What the task requires -> Please return the whole listing, character for character.

Data ->
──────────

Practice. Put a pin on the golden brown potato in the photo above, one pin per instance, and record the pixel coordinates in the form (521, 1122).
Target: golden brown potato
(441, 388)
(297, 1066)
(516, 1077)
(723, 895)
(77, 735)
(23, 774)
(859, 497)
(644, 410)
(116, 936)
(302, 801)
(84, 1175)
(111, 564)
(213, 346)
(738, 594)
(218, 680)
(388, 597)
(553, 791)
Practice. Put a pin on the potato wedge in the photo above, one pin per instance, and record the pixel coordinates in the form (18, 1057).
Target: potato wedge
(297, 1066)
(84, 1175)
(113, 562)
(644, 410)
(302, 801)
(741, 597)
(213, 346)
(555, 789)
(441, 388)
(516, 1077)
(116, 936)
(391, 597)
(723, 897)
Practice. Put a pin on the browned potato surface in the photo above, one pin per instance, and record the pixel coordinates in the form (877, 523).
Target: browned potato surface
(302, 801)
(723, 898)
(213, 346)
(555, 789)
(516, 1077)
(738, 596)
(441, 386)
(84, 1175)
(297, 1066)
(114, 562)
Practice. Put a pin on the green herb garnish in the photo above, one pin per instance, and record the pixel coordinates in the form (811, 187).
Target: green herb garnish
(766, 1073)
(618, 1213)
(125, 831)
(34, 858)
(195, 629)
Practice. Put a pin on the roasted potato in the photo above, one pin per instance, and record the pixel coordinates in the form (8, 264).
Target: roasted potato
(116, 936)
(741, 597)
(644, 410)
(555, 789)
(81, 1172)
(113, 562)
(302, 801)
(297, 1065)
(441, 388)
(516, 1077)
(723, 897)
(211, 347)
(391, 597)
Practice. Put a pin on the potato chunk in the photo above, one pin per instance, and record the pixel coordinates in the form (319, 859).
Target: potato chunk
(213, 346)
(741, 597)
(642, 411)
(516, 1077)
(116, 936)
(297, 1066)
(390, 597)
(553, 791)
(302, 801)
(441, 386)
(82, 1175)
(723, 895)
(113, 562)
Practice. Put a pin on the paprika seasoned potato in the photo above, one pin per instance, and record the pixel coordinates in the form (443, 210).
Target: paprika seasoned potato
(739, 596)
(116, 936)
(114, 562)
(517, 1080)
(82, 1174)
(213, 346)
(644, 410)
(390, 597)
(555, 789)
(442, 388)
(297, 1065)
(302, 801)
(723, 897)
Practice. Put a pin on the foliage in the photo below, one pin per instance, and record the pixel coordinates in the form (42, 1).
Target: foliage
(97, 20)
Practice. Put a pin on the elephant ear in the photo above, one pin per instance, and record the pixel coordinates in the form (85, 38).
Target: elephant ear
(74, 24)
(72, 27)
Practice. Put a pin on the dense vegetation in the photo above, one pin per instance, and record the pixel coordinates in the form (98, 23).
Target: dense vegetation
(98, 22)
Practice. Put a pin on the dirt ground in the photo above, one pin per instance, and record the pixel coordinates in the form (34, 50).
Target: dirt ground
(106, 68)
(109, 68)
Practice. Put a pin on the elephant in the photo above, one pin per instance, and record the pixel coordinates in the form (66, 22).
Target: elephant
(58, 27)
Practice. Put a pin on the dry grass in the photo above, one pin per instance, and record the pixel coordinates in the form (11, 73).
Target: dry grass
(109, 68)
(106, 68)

──────────

Answer to this problem ->
Practice. Put a pin on the golden brown potato in the photo above, one pin per instance, and record the pixel coordinates in the form (521, 1122).
Target: golden brown potato
(441, 388)
(297, 1066)
(516, 1077)
(723, 895)
(77, 735)
(23, 774)
(859, 497)
(644, 410)
(116, 936)
(302, 801)
(84, 1175)
(111, 564)
(213, 346)
(738, 594)
(218, 680)
(388, 597)
(553, 791)
Practice. Put a pin on the potato wedge in the photo above, one pin per instance, and record the pixel coordinates in the form (18, 1057).
Target: potato wedge
(297, 1066)
(84, 1175)
(113, 562)
(644, 410)
(302, 801)
(741, 597)
(213, 346)
(555, 789)
(441, 388)
(516, 1077)
(116, 936)
(391, 597)
(723, 897)
Practice. Put a pin on the browned potato surface in the photo above, one pin per instance, and record the pixel coordinates in the form (877, 523).
Target: browned potato surface
(302, 801)
(723, 898)
(213, 346)
(555, 789)
(516, 1077)
(738, 596)
(441, 386)
(84, 1175)
(297, 1066)
(114, 562)
Practice. Put a pin on the green herb garnish in the photo above, one pin per instance, and record the pixel coordinates in the form (811, 187).
Target: green herb garnish
(766, 1073)
(618, 1213)
(125, 831)
(34, 858)
(195, 629)
Practice. Put a pin on the roasted potato in the photo above, one pin per instance, and record the pixel coordinates in the form (8, 264).
Target: roasted potato
(116, 936)
(741, 597)
(644, 410)
(555, 789)
(81, 1172)
(113, 562)
(302, 801)
(297, 1065)
(441, 388)
(516, 1077)
(723, 897)
(211, 347)
(391, 597)
Practice. Put a pin on the potato chunk in the photo above, one pin per instance, and record the pixel coordinates in the form (319, 859).
Target: potato chunk
(213, 346)
(741, 597)
(642, 411)
(516, 1077)
(116, 936)
(297, 1066)
(390, 597)
(553, 791)
(302, 801)
(441, 386)
(82, 1175)
(723, 895)
(113, 562)
Practice. Put a pin on the paprika seasoned potato in the photo above, one pin per instance, and record the pixel coordinates in the form (443, 210).
Target: paprika seasoned potato
(739, 596)
(116, 936)
(114, 562)
(517, 1080)
(82, 1174)
(213, 346)
(644, 410)
(390, 597)
(555, 789)
(442, 388)
(297, 1065)
(302, 801)
(723, 897)
Practice. Put a pin on the foliage in the photo below, one pin per instance, and record the pixel coordinates in the form (42, 1).
Target: foliage
(97, 20)
Practice. Put a pin on the elephant ear in the photo above, one pin per instance, and record the pixel coordinates in the form (85, 38).
Target: elephant ear
(74, 24)
(72, 27)
Practice. Put a pin on the dense vegetation in the photo above, one pin per instance, and record the pixel coordinates in the form (98, 23).
Target: dense vegetation
(98, 22)
Practice. Put a pin on the dirt ground in the photo above, one pin per instance, and record the pixel coordinates in the form (34, 50).
Target: dirt ground
(106, 68)
(109, 68)
Practice. Put a pin on the elephant in the photo above, one pin per instance, and record the pixel coordinates in the form (66, 22).
Target: elephant
(58, 27)
Practice. Put a pin on the dry grass in the photo above, one pin per instance, and record the pixel coordinates in the form (11, 73).
Target: dry grass
(109, 68)
(106, 68)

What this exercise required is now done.